WHAT YOU NEED TO DO |
- A) In the testimony about oil revenues and aid to the South, how does the Comprehensive Peace Agreement split the oil revenues?
- B) Continue the testimony about oil revenues and aid to the South, starting right after its final sentence.

EXCERPT TO READ |
....
Lord Triesman: I think that links
with the last question as well, because the amount of aid that
goes particularly to the South is going, to some extent, to be
affected by the other sources of revenues that can be got to the
South. Under the Comprehensive Peace Agreement the agreement is
to split the oil revenues 70% to the South and 30% to the North.[2]
I will check that that is what Salva Kiir said and there were
similar arrangements over timber and other minerals. The big difficulty
when we were there was that one of the commissions that was to
be established under the Comprehensive Peace Agreement, the petroleum
commission, had not been set up, although I now understand that
it has been. Whilst it was not established nobody knew how much
oil was being pumped or bunkered, or anything else, so you never
knew what 70% of anything was because you did not know what the
baseline sum was. The petroleum commission ought to be able to
provide objective evidence and we offered objective help in doing
that. The measurement of these things is not a mystery; it is
done all over the world and in all sorts of environments. If it
comes off then the prospects of there being significant revenue
flows to the South, I think, improve very considerably. They need
to feel confident they are getting what they are due. That is
very important as well, otherwise tension would increase. The
other vital thing that then becomes very important, and Hilary
has been mentioning it in talking about some of the other forms
of dealing with assistance, is the capacity in the South to absorb
that kind of income and use it to the greatest possible effect.
You need to be able to step up its capacity. I was in Jubait
is a big country but relatively close to where we wereand
as you go round it is very clear that they are very threadbare
in governmental resources, let alone other resources, to be able
to absorb significant changes in their income flows, whether it
is from aid or anything else.
....
RAW RECORDS |
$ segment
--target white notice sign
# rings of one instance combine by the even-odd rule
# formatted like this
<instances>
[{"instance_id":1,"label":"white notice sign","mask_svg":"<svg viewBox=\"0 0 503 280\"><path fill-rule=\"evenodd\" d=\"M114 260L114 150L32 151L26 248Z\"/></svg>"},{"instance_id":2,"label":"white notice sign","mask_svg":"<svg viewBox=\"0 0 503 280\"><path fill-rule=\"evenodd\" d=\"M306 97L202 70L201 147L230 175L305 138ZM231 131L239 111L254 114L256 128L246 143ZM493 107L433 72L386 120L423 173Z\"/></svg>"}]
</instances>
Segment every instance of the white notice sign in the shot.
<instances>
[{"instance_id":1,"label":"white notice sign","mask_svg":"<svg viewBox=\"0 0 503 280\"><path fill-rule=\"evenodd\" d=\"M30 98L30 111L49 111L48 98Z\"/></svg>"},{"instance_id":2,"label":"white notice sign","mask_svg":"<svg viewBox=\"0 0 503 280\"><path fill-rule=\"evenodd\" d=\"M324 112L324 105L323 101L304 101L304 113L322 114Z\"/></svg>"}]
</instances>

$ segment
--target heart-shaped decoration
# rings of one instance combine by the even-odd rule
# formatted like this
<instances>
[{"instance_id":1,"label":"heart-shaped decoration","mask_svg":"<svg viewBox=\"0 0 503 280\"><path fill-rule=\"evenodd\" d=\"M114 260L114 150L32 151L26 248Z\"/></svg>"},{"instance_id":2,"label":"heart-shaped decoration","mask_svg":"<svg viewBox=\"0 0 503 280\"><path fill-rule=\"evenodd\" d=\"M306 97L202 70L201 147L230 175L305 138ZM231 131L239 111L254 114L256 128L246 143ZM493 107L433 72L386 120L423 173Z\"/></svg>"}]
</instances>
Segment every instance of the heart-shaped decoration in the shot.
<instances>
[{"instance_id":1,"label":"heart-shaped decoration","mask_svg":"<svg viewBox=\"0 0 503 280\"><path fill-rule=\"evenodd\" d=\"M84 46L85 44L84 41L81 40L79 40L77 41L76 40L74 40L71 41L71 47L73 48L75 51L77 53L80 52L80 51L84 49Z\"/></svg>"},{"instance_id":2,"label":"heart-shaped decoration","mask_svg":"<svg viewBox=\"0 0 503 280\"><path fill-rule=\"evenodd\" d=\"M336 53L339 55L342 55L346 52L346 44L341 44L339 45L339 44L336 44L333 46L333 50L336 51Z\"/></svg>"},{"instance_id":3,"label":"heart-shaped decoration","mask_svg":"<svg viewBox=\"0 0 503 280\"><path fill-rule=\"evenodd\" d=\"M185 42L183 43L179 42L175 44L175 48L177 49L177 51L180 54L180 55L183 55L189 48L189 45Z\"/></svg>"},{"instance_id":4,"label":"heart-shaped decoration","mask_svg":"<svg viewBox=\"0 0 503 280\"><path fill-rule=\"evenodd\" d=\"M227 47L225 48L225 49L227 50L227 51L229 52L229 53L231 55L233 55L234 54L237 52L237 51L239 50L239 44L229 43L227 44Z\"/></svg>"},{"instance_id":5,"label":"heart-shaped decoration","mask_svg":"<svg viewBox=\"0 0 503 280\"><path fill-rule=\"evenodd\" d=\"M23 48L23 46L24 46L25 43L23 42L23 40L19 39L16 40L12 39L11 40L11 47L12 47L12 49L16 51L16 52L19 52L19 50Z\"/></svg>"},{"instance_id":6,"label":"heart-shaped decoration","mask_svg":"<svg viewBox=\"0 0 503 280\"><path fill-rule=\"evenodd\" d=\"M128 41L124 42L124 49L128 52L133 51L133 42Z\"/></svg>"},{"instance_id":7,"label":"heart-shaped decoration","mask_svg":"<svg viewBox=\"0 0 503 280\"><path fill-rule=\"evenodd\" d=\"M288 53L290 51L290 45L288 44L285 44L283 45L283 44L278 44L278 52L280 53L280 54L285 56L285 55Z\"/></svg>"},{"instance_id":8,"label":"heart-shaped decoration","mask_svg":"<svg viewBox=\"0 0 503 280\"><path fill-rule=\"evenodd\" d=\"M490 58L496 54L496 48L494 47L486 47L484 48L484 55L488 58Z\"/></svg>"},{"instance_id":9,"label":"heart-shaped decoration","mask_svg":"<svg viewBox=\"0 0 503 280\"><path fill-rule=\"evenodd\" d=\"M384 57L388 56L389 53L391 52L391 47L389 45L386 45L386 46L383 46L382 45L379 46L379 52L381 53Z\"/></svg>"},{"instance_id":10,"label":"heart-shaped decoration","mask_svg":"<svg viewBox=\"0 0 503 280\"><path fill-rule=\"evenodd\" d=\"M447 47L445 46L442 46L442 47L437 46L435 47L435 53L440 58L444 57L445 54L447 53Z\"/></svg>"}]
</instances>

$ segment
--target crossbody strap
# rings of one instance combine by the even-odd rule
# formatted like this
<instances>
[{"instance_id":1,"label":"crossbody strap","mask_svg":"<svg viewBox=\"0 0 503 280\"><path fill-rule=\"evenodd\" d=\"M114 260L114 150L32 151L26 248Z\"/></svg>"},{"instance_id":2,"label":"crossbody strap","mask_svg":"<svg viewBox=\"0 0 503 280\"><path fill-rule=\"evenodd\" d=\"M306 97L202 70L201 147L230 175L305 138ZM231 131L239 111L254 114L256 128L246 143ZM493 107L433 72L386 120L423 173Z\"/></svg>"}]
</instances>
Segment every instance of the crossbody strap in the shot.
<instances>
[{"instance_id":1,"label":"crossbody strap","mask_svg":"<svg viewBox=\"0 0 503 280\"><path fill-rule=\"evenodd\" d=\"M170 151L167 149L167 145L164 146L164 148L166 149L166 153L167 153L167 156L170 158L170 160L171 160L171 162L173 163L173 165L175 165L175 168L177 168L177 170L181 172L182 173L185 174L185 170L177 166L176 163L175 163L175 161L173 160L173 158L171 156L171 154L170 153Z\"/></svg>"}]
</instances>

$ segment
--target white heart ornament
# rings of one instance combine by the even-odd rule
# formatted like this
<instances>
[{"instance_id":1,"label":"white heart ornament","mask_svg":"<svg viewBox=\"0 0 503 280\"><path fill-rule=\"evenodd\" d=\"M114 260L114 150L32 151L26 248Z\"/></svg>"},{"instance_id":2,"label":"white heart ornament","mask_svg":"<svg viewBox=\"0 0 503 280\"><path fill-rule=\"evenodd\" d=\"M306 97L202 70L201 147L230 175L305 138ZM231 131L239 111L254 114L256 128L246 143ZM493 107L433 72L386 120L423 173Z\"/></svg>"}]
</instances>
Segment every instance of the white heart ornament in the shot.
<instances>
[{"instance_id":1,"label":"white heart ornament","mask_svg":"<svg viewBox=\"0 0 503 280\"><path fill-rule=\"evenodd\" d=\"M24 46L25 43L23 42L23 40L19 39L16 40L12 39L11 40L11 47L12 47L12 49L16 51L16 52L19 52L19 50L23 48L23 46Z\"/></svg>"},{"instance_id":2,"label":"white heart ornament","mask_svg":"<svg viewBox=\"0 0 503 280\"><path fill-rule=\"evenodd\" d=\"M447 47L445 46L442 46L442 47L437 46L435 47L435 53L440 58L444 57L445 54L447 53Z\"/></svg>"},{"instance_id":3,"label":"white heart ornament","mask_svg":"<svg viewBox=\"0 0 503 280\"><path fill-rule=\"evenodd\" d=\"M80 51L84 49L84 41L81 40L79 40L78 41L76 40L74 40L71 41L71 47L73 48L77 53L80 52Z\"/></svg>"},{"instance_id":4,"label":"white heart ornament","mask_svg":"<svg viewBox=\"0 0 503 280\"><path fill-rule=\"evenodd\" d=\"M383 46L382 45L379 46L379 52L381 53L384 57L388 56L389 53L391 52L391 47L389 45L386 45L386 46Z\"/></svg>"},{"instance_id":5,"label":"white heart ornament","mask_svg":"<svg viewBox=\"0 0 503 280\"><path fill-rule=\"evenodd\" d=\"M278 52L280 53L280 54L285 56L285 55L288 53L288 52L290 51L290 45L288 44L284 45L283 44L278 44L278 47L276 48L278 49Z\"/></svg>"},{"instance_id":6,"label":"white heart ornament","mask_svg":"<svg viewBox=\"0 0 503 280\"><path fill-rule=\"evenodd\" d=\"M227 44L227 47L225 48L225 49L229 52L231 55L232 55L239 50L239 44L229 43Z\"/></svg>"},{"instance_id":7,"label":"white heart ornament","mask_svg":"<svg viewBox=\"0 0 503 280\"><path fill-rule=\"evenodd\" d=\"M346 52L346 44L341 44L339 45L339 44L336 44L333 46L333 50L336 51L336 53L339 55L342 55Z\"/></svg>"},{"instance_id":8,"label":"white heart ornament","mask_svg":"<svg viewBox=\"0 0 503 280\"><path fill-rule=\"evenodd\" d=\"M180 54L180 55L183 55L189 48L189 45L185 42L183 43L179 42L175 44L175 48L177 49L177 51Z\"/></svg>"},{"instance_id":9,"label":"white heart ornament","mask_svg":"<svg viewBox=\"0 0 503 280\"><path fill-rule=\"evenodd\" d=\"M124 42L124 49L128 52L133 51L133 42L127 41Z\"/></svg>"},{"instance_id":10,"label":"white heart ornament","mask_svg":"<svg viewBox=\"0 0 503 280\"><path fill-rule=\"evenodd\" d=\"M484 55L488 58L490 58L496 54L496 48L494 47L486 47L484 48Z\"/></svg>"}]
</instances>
....
OUTPUTS |
- A) 70% to the South and 30% to the North.

- B)
Hilary Benn: Can I just add, in
terms of transparency about the budget, I discussed this, I think,
on my first visit to Sudan with the Finance Minister, and that
is something that the international community is looking for and
will continue to look for because that provides the answer to
your question: what is happening to the money? We will want to
know that, in particular, in making progress on debt relief that
there is not going to be any promise (I made that very clear as
far as the UK is concernedwe offered to chair a group to
progress it) until Darfur is sorted.
Q21 Joan Ruddock: Do you know what
the Government is actually spending on the military to pursue
its fighting?
Hilary Benn: I think the honest
answer is we do not really, because, as sometimes happens in these
circumstances, there is expenditure on the budget and there is
other expenditure which it is very hard to know how much and what.
Hence the point I made about transparency.
Q22 Richard Burden: Most of what
I would like to ask you continues on the same line as the North/South
issue, but before moving on to that, if I could just take you
back to what you were saying about the possible use of forces
in the South, if things were relatively quiet in the South and
there were real problems in Darfur, could there be an adjustment
there to provide a better use of resources, which seems to me
to be quite sensible? Does that, in your view, have any implications
for the questions we were asking earlier about the AU mandate
and how far that would need to change?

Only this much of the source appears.